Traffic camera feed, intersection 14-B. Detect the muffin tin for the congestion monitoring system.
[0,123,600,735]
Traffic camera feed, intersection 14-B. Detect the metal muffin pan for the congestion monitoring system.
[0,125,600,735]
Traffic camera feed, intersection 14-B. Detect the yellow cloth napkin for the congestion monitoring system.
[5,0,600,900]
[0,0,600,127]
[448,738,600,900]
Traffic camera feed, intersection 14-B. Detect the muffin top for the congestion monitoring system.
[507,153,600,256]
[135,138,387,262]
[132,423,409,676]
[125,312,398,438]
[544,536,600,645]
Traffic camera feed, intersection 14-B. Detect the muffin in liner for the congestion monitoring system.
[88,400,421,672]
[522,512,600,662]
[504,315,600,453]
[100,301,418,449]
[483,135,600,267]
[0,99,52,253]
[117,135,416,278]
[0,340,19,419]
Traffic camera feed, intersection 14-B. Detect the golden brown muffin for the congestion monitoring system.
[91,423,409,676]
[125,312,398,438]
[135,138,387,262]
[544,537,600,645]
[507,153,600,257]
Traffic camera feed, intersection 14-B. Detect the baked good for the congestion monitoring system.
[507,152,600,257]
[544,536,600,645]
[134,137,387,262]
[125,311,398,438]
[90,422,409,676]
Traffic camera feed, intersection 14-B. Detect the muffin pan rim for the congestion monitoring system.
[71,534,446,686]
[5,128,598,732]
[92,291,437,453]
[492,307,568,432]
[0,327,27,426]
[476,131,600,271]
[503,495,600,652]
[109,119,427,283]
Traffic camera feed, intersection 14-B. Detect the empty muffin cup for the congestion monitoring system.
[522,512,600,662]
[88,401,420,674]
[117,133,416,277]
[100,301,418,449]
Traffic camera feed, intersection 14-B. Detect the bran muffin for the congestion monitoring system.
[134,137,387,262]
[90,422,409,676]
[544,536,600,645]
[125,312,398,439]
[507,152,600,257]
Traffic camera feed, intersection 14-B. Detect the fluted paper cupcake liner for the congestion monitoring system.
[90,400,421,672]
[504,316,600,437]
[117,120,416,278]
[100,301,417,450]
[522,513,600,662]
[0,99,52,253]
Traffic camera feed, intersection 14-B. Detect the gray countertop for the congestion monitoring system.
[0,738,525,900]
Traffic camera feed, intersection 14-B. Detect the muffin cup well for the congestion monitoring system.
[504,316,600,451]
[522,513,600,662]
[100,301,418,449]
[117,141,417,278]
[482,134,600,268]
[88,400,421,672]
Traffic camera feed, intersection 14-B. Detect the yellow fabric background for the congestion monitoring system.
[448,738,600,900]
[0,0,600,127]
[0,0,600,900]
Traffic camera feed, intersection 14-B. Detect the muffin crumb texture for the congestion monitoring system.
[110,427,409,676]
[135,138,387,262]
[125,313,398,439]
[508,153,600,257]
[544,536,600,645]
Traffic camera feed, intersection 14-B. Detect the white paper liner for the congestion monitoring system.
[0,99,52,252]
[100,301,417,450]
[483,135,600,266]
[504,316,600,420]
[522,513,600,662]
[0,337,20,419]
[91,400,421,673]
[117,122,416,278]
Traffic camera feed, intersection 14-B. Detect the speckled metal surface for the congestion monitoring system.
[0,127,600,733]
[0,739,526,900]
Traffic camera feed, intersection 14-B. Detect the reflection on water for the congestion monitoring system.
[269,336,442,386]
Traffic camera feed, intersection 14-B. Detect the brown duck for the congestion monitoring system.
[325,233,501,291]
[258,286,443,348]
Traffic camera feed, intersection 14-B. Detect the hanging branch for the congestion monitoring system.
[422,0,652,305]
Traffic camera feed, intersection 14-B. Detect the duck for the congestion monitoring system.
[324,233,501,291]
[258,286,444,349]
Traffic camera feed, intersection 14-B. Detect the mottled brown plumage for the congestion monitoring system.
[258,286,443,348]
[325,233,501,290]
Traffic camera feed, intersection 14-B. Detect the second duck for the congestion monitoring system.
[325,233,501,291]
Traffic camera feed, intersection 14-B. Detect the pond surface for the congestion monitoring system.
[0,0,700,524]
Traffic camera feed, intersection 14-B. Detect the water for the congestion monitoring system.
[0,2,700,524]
☆ ☆ ☆ ☆ ☆ ☆ ☆
Problem to solve → Shift each coordinate by 27 in everything from the line containing "Traffic camera feed, intersection 14-B. Detect the muffin pan" down to the line containing "[0,739,526,900]", both included. Rewrite every line in that span, leaving the lines without coordinates unchanged.

Output of the task →
Traffic camera feed, intersection 14-B. Detect the muffin pan rim for the congestion monitoring system.
[98,561,473,713]
[32,155,625,759]
[119,318,464,480]
[519,334,595,459]
[27,354,54,453]
[503,158,627,298]
[530,522,627,679]
[136,146,454,310]
Traffic camera feed, intersection 14-B. Detect the empty muffin cup for the congestion monitoring system.
[549,539,627,689]
[115,428,447,701]
[144,160,443,304]
[127,328,445,476]
Traffic camera feed, intersection 14-B. Detect the bran muffin for the congestion monitoring system.
[161,164,414,289]
[117,449,436,703]
[571,563,627,672]
[152,339,425,466]
[534,179,627,284]
Traffic camera feed, intersection 14-B. Detect the fluted paper cupcake liner for the congestion monitoring system.
[117,427,448,699]
[531,343,627,464]
[144,147,443,305]
[127,328,444,477]
[549,540,627,689]
[27,126,79,280]
Traffic camera feed, intersection 14-B. Detect the gray countertop for the congestion monitoring system.
[27,765,552,927]
Traffic camera feed, intersection 14-B. Detect the muffin cup well for the congestion monitoring system.
[531,343,627,478]
[549,540,627,689]
[127,328,445,476]
[144,168,444,305]
[509,161,627,295]
[115,427,448,699]
Traffic camera feed, intersection 14-B. Detect the yellow fabric background for the congestion monitoring system.
[475,765,627,927]
[27,27,627,154]
[27,27,627,927]
Traffic camera feed, intersection 14-B. Detect the muffin crumb texture for the congestion monitoring system.
[137,454,436,703]
[162,165,414,289]
[152,340,425,466]
[535,180,627,284]
[571,563,627,672]
Traffic camera feed, intersection 14-B. Detect the white paper liner for the congestion monitoring system.
[27,126,79,279]
[127,328,444,477]
[510,162,627,293]
[531,343,627,447]
[549,540,627,689]
[27,364,47,446]
[118,427,448,700]
[144,149,443,305]
Traffic camera feed, intersection 14-B. Detect the speckled metal surface for the congestion monitoring system.
[27,154,627,760]
[27,766,553,927]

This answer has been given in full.